RECORDS FOR THIS TASK:
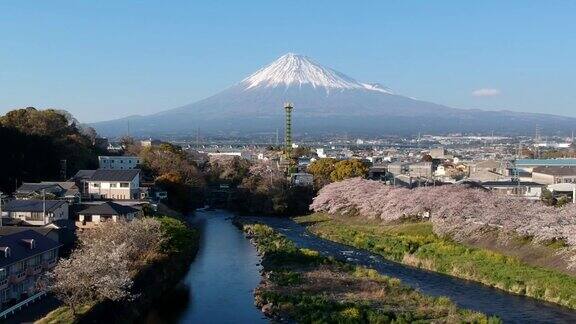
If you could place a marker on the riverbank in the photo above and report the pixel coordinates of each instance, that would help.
(150, 282)
(414, 244)
(301, 285)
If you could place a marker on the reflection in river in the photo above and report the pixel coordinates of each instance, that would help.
(219, 285)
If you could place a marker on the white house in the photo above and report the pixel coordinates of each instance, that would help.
(114, 184)
(95, 214)
(118, 162)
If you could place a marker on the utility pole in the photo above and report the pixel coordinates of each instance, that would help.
(44, 205)
(1, 195)
(288, 135)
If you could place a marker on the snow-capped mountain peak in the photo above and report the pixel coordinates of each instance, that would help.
(298, 70)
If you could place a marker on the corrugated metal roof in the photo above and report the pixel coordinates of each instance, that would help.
(32, 205)
(544, 162)
(20, 250)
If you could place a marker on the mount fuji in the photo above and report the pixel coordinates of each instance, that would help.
(325, 101)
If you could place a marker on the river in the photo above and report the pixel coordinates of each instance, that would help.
(466, 294)
(219, 285)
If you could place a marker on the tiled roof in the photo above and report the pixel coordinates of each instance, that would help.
(114, 175)
(83, 175)
(556, 170)
(28, 187)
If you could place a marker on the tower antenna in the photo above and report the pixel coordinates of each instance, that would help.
(288, 135)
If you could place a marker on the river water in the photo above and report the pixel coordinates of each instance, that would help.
(466, 294)
(220, 283)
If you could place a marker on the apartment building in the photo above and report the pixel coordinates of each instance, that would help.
(118, 162)
(24, 257)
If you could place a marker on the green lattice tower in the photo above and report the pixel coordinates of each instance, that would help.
(288, 136)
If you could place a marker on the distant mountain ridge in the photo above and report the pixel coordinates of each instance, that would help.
(325, 101)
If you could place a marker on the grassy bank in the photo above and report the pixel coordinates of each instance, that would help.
(303, 286)
(415, 244)
(150, 282)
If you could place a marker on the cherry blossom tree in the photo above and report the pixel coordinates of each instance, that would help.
(454, 210)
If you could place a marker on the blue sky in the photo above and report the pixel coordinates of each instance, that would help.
(106, 59)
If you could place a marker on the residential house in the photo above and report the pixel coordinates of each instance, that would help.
(377, 172)
(67, 190)
(36, 212)
(554, 174)
(486, 170)
(398, 168)
(525, 189)
(150, 142)
(421, 169)
(302, 179)
(118, 162)
(94, 214)
(24, 257)
(109, 184)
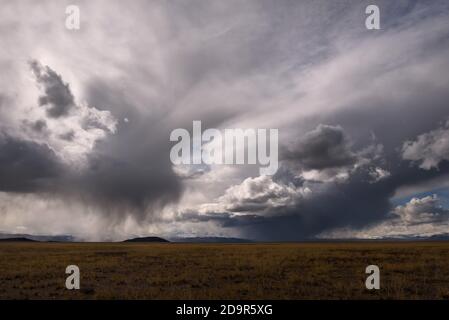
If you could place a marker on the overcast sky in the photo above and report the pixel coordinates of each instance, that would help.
(86, 116)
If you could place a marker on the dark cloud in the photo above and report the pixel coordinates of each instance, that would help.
(58, 99)
(27, 166)
(429, 149)
(324, 147)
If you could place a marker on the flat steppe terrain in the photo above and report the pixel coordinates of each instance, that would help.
(409, 270)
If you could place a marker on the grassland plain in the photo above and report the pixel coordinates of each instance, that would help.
(409, 270)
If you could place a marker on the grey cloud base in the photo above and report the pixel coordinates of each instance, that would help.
(362, 115)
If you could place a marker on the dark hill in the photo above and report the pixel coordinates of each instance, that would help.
(17, 240)
(147, 239)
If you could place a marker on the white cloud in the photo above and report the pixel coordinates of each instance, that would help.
(429, 149)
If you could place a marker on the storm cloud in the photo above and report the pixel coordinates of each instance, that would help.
(362, 117)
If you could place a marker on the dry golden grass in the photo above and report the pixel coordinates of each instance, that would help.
(224, 271)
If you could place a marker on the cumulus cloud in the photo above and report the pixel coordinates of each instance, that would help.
(324, 147)
(420, 217)
(57, 98)
(428, 149)
(343, 98)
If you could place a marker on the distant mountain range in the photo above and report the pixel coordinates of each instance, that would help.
(13, 237)
(210, 240)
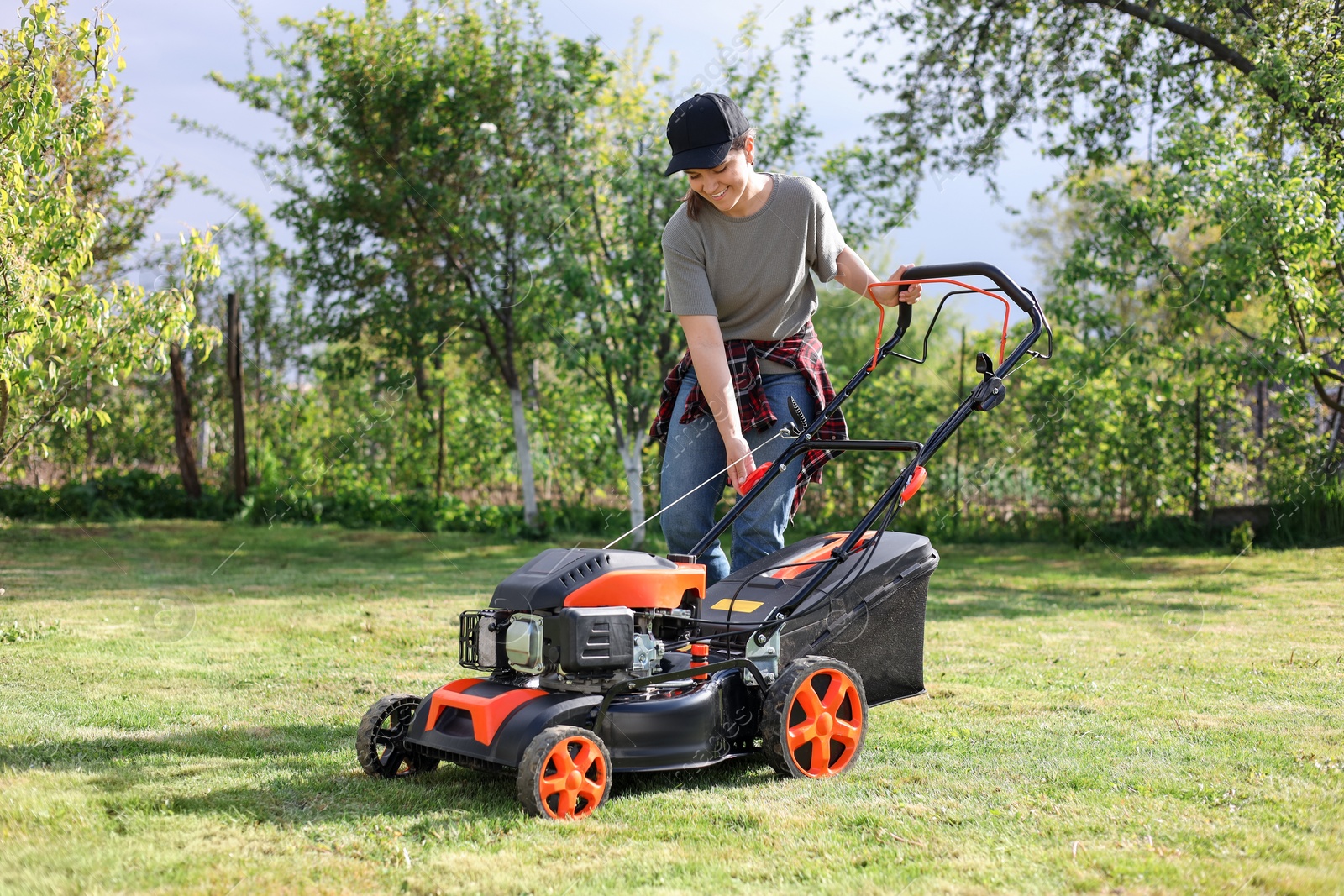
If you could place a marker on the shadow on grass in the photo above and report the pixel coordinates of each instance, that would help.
(289, 778)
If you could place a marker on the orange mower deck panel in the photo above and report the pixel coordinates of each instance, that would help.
(642, 589)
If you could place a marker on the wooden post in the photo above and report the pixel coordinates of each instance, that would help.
(235, 383)
(181, 423)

THE PROBLEM:
Copy out every one of the records above word for word, leaving out the pictures.

REPLY:
If you could place a marker on the riverbank in the photo above and report the pixel coordinates of each instance, that would help.
(150, 282)
(414, 244)
(301, 285)
If you could place a marker on the reflection in river in the photo above and report the pixel coordinates of each instance, that would help.
(219, 285)
If you could place a marker on the white house in the photo above and report the pixel coordinates of each instance, that would help.
(114, 184)
(95, 214)
(118, 162)
If you could place a marker on the utility pole in the photo above and report the pixel coordinates of each instance, that would help.
(44, 205)
(1, 195)
(288, 135)
If you could place a marker on the snow-capped mountain peak in the photo above and report the pixel coordinates of each instance, that would help.
(298, 70)
If you could place a marker on the corrugated metal roof in the photo above and report the pixel coordinates of each instance, that would help.
(32, 205)
(544, 162)
(20, 250)
If you could place a marker on the mount fuji in the photo above and report the pixel coordinates of each instance, that would help.
(325, 101)
If you could place a marker on the river in the photo above and report the pixel coordinates of each instance, that would help.
(466, 294)
(219, 285)
If you could place a marker on the tiled roof in the photo above and report the pixel coordinates of each instance, that would help.
(114, 175)
(83, 175)
(556, 170)
(28, 187)
If you could place a marker on the tower antenna in the photo above and report the pixel coordinates of each instance, that would help.
(288, 135)
If you could place a marker on the river water in the photo above and report the pixel coordinates of each instance, that would help.
(466, 294)
(220, 283)
If you could place a marker on the apartment building in the photo above and report the pixel coordinates of each instance, that would help.
(118, 162)
(24, 257)
If you could place a marker on the green lattice tower in the photo above and report the pixel coordinates of each instance, that would help.
(288, 136)
If you could place a marker on the distant mountain ridge in the photo above and report the pixel coordinates of each instance, that would help.
(325, 101)
If you could place a marker on the grassy bank in the photo above and report the pixel coordinates of each instance, that would help.
(303, 286)
(415, 244)
(150, 282)
If you could place a marker on the cherry blossom tree in the photo above and report the pixel coordinates of each instance, that would help.
(454, 210)
If you could place a marker on the blue sky in the photo above and report the pixel coordinates of each instance, that would help.
(106, 59)
If you could place a marker on the residential house in the photo above and report the pixel coordinates of each instance, that would help.
(377, 172)
(67, 190)
(36, 212)
(554, 174)
(486, 170)
(398, 168)
(525, 189)
(150, 142)
(421, 169)
(302, 179)
(118, 162)
(94, 214)
(24, 257)
(109, 184)
If you could place a marker on the overcast sky in the photo above and report the pixel coordinates of each instance, that would help.
(86, 116)
If you could place a marker on the dark cloud in the photo above and report the pixel coordinates of each instance, that would help.
(58, 99)
(27, 166)
(429, 149)
(324, 147)
If you could place a marker on the flat steppe terrain in the photo above and report the pixel coordinates of each instance, that would help.
(409, 270)
If you could place a marker on the grassland plain in the photo above and report the pixel coordinates of each instance, that would help.
(409, 270)
If you could place a marker on the grey cloud base in the photo above and report the pixel coordinates of each instance, that would help.
(362, 115)
If you could place a marker on the dark hill in the photo above and report the pixel coordinates of each instance, that would help.
(17, 240)
(147, 239)
If you could place a marker on the white cloud in the photo above and report the pixel coordinates of each instance, that would help.
(429, 149)
If you could place a marker on the storm cloud in the photo above and report the pixel coordinates of each instance, that would help.
(362, 117)
If you could place a marker on the dry golden grass in the photo above and report the pixel coordinates of each instance, that would help.
(224, 271)
If you could place a marker on the cumulus cloud in the photo above and report the pixel coordinates of each instance, that would help.
(324, 147)
(420, 217)
(57, 98)
(428, 149)
(343, 98)
If you could place a marker on the distant mountain range in the photo above and report the pixel coordinates of each instance, that would help.
(13, 237)
(210, 240)
If you could place a marker on the shadow on grass in the photo above and report the pixel coordinates of each instance, that would help.
(289, 778)
If you could place a marker on the orange mower deck panel in the photo above and report the pixel coordinates of each instance, that would help.
(642, 589)
If you could place a marker on the wooden post in the photo above and report the pixel coordinates of each instance, that would help.
(235, 383)
(181, 423)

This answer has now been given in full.